For this exercise, output the line containing "Labeling rule: each instance of the glass" and all lines after it to the end of the records, exactly, with no other content.

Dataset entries

++++++++

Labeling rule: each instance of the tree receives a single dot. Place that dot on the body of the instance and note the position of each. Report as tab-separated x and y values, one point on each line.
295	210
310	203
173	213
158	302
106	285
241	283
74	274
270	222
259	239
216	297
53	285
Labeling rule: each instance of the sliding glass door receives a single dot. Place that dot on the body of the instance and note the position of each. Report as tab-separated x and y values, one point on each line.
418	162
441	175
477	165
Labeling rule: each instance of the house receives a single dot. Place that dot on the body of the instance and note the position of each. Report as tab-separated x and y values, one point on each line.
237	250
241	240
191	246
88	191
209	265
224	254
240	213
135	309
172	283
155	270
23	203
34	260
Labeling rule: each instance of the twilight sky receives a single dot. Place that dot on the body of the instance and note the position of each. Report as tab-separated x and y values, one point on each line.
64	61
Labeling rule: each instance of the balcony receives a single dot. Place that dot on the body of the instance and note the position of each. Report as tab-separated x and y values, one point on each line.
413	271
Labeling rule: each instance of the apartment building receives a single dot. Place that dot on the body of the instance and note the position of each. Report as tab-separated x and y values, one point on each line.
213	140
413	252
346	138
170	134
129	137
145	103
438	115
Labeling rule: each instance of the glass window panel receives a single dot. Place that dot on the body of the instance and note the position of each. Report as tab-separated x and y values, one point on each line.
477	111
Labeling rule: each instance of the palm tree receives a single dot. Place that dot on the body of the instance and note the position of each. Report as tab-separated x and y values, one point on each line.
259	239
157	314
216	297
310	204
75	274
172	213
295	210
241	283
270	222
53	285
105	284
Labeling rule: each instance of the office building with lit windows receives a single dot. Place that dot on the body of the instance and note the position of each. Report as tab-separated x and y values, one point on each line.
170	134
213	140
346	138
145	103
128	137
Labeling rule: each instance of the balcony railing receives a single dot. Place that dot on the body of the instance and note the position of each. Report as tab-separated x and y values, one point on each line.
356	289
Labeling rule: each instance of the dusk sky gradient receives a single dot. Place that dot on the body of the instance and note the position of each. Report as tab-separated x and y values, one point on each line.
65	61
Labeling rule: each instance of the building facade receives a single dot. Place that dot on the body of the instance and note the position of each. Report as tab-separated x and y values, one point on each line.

++++++++

→ **OUTPUT FOR THIS TASK**:
Labeling rule: each instance of the glass window panel receives a single dot. Place that dot on the body of the instance and note the position of each. Report as tab-separated x and y values, one point on each line.
477	111
Labeling rule: each instance of the palm tree receives a single dot. Place that dot on the body of the instance and note the position of each. Report as tab-separated x and y values, one point on each line.
259	239
157	314
216	297
310	204
75	274
172	213
295	210
241	283
270	222
53	285
105	284
Labeling rule: each instance of the office building with lit windows receives a single dot. Place that dot on the body of the instance and note the position of each. Report as tab-separated x and y values, one point on each line.
170	134
213	140
346	138
145	103
128	137
Labeling rule: each instance of the balcony railing receives a single dot. Place that dot on the body of the instance and note the position of each. Report as tab-separated x and y values, one point on each line.
356	289
Labeling rule: each instance of the dusk sky gradient receives a single dot. Place that dot on the body of the instance and note the position of each. Report as tab-separated x and y values, one point on each line.
65	61
Labeling rule: each instance of the building facade receives a single dot. Place that dot on the body of the instance and note the position of each. Report as tab-separated x and y values, one point on each line.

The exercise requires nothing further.